* Text
= Beginning of Section =

Frances Shepherd Wins Canada Gairdner Wightman Award
U of T Medicine Professor Frances Shepherd — an innovator in the study and treatment of lung cancer — has won the 2018 Canada Gairdner Wightman Award for outstanding career leadership in medicine and medical science.
A medical oncologist, Dr. Shepherd has been instrumental in designing and conducting research studies evaluating new targeted medications and anti-angiogenesis agents in lung cancer. She has undertaken many translational research studies in this field, and developed several large international randomized trials for some of the novel molecular anti-cancer agents. Dr. Shepherd is a professor in the Department of Medicine, Scott Taylor Chair in Lung Cancer Research and senior staff physician at the Princess Margaret Cancer Centre.

= End of Section =

* Exercise description
Reproduce the passage on Frances Shepherd's award from "Frances Shepherd Wins" through "and medical science.", changing "Canada Gairdner Wightman Award" to "Gairdner Wightman Prize" wherever it appears. The entries that come next have nothing to do with the passage on Frances Shepherd's award.

* Supplied data
= Beginning of Section =

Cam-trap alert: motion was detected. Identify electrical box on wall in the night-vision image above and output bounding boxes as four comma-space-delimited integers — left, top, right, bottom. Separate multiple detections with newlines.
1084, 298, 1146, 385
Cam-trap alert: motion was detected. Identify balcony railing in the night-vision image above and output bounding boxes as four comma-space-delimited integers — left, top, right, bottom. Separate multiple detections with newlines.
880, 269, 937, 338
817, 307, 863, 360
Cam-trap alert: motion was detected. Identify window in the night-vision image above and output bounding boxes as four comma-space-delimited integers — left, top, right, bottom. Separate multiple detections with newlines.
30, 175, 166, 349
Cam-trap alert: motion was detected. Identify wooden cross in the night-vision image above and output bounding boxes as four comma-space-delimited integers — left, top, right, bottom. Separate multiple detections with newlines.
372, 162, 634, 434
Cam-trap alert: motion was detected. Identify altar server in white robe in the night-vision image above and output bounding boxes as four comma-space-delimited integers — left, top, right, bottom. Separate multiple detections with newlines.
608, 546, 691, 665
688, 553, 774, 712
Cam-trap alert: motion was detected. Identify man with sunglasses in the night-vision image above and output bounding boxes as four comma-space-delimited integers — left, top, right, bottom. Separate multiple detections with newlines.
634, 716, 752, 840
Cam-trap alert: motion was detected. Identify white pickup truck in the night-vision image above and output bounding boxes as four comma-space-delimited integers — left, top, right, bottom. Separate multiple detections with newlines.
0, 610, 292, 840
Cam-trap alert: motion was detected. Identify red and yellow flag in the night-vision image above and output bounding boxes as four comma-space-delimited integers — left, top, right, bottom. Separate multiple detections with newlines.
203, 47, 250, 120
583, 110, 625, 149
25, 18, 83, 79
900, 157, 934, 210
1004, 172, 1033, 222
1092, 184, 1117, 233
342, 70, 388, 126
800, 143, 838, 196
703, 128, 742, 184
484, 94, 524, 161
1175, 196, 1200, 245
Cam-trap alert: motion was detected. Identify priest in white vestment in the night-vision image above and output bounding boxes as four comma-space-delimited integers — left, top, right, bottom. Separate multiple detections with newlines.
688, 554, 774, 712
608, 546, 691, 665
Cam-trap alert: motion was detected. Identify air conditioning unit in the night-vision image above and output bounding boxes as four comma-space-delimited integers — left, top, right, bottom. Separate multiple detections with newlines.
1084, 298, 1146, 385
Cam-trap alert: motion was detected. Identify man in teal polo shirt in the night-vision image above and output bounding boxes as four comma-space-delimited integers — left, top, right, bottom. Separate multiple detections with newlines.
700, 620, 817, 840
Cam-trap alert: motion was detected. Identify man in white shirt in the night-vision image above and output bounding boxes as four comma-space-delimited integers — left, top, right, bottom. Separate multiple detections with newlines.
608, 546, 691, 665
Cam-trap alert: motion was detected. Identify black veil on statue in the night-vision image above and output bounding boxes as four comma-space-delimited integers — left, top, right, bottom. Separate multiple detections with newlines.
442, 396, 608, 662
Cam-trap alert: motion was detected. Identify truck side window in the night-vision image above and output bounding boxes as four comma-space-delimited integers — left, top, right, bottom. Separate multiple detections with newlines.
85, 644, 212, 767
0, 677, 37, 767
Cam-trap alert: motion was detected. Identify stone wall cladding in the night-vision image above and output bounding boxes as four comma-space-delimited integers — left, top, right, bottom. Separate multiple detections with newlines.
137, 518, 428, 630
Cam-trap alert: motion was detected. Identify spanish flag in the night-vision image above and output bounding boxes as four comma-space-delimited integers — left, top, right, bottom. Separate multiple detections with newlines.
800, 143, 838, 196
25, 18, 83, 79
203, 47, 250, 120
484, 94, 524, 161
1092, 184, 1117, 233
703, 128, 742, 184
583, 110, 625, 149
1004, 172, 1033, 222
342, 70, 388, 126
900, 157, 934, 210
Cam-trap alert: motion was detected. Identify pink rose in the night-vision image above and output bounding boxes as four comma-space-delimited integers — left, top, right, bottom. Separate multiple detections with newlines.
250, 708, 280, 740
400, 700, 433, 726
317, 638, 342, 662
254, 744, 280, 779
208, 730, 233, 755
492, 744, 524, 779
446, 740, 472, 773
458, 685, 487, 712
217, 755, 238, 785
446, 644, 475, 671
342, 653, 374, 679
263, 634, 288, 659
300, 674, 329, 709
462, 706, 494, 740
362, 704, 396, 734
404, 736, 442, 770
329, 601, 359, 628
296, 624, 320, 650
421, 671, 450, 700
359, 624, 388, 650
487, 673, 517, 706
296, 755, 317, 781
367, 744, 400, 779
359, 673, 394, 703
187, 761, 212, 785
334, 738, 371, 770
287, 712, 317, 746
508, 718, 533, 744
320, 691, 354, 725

= End of Section =

* Response to the exercise
Frances Shepherd Wins Gairdner Wightman Prize
U of T Medicine Professor Frances Shepherd — an innovator in the study and treatment of lung cancer — has won the 2018 Gairdner Wightman Prize for outstanding career leadership in medicine and medical science.